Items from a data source

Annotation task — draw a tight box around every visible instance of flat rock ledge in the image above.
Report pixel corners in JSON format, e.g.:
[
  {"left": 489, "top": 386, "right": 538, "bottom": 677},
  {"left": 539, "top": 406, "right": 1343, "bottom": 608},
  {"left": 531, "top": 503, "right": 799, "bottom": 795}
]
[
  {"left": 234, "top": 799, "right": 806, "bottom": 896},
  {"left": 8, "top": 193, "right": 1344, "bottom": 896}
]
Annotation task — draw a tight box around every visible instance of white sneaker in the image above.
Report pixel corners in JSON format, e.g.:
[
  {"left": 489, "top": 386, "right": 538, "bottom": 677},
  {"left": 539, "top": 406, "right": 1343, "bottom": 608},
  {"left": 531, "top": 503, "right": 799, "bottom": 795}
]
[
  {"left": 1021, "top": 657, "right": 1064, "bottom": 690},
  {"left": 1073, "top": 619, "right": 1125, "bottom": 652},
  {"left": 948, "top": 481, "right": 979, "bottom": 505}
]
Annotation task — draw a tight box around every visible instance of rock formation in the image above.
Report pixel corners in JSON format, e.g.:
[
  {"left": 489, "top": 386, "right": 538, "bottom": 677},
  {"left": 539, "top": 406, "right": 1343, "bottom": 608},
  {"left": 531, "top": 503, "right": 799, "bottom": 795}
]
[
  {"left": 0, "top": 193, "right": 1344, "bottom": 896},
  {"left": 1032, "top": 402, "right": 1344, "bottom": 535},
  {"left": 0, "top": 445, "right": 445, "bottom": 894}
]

* * *

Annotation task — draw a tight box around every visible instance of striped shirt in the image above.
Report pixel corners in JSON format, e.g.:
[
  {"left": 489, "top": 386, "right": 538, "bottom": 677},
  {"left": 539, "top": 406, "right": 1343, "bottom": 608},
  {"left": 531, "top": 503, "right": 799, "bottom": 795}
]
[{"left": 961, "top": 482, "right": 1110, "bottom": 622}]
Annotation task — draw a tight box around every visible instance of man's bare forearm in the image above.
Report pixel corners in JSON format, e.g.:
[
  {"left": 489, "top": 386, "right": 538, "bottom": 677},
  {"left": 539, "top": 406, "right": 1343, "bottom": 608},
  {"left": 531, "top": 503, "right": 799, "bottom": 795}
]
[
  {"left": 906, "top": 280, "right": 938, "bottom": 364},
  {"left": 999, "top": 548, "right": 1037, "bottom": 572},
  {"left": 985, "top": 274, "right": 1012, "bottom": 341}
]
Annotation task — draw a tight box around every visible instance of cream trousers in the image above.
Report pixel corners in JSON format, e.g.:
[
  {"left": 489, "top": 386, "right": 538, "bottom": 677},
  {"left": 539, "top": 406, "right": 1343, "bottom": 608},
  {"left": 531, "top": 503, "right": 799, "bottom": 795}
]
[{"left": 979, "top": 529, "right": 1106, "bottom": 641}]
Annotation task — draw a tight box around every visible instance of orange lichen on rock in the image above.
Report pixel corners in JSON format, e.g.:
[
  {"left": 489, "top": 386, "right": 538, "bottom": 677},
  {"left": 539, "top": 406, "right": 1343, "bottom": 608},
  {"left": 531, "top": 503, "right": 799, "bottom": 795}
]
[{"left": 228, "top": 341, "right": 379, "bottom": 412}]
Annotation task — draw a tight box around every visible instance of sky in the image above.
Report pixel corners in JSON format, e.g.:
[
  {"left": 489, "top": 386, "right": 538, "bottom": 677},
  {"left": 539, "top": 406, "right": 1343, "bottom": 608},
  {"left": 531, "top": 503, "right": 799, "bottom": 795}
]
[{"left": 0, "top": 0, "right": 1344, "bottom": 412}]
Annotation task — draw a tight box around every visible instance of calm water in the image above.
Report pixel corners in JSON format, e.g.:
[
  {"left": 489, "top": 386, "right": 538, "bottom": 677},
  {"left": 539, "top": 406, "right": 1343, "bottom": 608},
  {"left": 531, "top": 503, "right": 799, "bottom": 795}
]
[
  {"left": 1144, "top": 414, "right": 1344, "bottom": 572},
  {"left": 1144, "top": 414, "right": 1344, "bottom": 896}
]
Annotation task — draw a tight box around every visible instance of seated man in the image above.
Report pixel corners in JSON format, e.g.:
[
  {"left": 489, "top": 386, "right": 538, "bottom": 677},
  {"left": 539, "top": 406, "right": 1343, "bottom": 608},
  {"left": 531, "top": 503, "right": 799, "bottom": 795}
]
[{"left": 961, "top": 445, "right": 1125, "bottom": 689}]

Exercise description> Gather every line of the data above that contains the word "calm", and match its case exactly.

Written solution>
Annotation task — draw a tight box around every visible instance of calm water in the image above.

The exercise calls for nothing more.